▶ _Document passage_:
BEGIN
Bamboo-zled

About a week ago, my Yahoo home page had an article from the online version of the Wall Street Journal that was sensationally titled something like “A Plant that Comes with Jail Time,” or some such thing.

It may have gotten folks’ attention, and if it did, that’s a good thing because bamboo is really no laughing matter. I tweeted about it at the time, but the matter really needs more than 140 characters–and even then I put out 3 tweets.

The article was primarily about running bamboo, a plant which has now been banned in my home state of Connecticut. That may sound extreme, but I remember back in my retail gardening days, we had a lovely stand of yellow bamboo on the property where I worked. Customers would ask about it and I was always very careful to note that the owner had sunk a concrete barrier 3′ into the ground to assure that the bamboo would remain contained. Folks were decidedly less in love with the plant after I mentioned that and I never did sell one plant.

Around that same time, however, a so-called clumping bamboo, a fargesia, which had been planted on my property before I got there, began to “run,” or send out runners. Since this was not supposed to be technically possible, I was completely un-amused. I immediately dug the plant out, got as many of the roots and runners out as could, bagged it and disposed of it in the trash, not the compost pile (heaven forbid!).

For 5 years, runners continued to come up in the yard and only vigilance kept them under control and finally completely eliminated them.

Now I am surely not dealing with anything like walls of bamboo like the running kind produce, nor am I having to dig it out with a backhoe. But I wanted readers to know that even the so-called “clumping” types of bamboo don’t stay put and don’t play nicely with others.

Interestingly enough, I replaced the bamboo with a native plant, northern sea oats. It’s a lovely grassy plant; however, its seed heads do self-sow rampantly around in my nearby gardens. And they are just about impossible to remove. I suppose I need to think of them as I do they asters that I so love–with deep tap roots to aerate my heavy clay.

But should that plant ever die, the next thing that’s going there is a sculpture or a bench!

6 thoughts on “Bamboo-zled

  1. Sue September 16, 2013 / 10:16 am

    I’ve been growing Fargesis rufa ‘Green Panda’ for many years. So far mine has not really run but the clump expands rapidly (it’s contained between the foundation and a walkway). This spring a friend came over with a reciprocating saw and we trenched around it and removed large clumps. I am considering it’s removal though as it has started to worry me.
END
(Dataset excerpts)
BEGIN
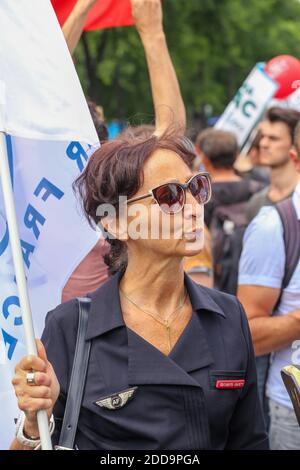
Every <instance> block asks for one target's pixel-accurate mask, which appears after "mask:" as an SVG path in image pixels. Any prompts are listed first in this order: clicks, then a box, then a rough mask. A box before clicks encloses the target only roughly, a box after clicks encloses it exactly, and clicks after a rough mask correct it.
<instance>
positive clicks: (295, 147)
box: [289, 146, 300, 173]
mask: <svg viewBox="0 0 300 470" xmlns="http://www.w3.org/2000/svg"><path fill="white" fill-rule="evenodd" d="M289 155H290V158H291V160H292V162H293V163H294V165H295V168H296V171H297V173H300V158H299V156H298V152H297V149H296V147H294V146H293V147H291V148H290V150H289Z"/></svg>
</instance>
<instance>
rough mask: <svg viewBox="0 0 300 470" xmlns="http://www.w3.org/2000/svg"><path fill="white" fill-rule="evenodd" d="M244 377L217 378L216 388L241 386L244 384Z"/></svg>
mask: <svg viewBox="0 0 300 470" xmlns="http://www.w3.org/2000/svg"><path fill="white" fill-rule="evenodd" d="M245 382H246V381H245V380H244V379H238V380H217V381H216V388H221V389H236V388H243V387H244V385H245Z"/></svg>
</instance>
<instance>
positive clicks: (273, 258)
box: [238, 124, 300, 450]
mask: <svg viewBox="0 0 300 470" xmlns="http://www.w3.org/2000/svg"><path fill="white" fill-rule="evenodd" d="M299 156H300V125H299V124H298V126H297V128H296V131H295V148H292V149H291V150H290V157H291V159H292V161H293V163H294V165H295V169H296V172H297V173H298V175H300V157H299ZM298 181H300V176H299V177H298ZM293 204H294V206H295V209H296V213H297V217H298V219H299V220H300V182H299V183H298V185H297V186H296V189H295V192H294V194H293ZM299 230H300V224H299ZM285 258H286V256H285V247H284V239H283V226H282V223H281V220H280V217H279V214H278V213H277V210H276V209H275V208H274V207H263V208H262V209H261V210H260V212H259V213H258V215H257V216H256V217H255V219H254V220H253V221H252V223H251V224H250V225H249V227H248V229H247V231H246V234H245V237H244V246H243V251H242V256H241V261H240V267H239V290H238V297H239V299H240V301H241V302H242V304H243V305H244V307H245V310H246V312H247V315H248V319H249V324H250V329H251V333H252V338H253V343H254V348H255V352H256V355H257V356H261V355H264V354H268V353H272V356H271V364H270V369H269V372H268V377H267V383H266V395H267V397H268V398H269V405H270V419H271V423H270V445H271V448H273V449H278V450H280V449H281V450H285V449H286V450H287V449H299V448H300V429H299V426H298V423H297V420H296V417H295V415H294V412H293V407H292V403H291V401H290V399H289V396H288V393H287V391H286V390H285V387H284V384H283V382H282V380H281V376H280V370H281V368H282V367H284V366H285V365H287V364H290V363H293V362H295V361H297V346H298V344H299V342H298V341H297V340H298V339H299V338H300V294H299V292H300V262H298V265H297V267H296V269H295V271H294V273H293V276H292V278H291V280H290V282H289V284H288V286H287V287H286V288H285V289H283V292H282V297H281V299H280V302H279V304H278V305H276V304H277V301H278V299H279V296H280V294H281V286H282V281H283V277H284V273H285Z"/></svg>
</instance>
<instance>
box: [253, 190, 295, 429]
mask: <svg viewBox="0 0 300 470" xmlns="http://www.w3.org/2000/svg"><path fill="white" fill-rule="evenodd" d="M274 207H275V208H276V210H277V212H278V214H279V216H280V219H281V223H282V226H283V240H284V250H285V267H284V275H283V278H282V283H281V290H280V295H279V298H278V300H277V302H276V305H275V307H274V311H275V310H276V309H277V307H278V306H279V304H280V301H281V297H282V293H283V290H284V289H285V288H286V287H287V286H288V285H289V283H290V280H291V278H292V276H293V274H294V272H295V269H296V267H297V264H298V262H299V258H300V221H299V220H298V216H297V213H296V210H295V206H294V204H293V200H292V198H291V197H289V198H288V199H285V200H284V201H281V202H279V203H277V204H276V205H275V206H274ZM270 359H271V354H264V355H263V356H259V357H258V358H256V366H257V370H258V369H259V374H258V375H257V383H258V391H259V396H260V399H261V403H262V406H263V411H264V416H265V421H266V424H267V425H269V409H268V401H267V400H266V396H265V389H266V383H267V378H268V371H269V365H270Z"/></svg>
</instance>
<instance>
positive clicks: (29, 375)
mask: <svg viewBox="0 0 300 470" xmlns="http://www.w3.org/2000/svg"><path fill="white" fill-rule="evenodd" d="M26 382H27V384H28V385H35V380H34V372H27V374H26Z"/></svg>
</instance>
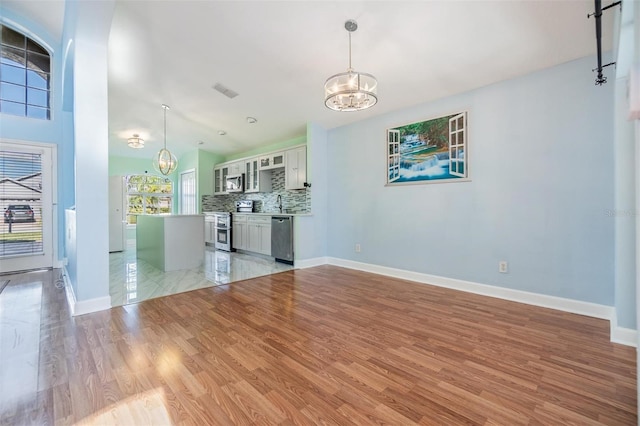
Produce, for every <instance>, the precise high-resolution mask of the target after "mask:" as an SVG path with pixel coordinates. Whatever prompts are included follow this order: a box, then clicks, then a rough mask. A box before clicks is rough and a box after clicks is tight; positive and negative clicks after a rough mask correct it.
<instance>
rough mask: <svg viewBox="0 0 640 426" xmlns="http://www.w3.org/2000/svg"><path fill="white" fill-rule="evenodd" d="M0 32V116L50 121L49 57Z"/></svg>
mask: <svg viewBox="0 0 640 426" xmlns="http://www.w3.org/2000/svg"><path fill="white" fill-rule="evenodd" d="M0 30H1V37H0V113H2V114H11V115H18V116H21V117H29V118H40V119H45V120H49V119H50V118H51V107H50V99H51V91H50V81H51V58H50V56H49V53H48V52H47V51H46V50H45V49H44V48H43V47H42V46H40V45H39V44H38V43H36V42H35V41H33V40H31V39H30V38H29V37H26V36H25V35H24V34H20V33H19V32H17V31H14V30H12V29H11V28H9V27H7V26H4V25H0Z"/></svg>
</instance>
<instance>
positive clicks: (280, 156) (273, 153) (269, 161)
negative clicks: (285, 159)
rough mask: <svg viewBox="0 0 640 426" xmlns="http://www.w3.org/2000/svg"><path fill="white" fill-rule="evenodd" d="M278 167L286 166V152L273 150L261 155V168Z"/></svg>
END
▶ _Instructions to follow_:
For each statement below, answer yes or no according to the bamboo post, and quote the exact words of the post that settle it.
1. Running bamboo is now banned in the writer's home state of Connecticut.
2. The writer sold several bamboo plants while working in retail gardening.
3. The writer put the dug-out fargesia in the compost pile.

▶ _Finished exercise_:
1. Yes: "a plant which has now been banned in my home state of Connecticut"
2. No: "I never did sell one plant"
3. No: "disposed of it in the trash, not the compost pile"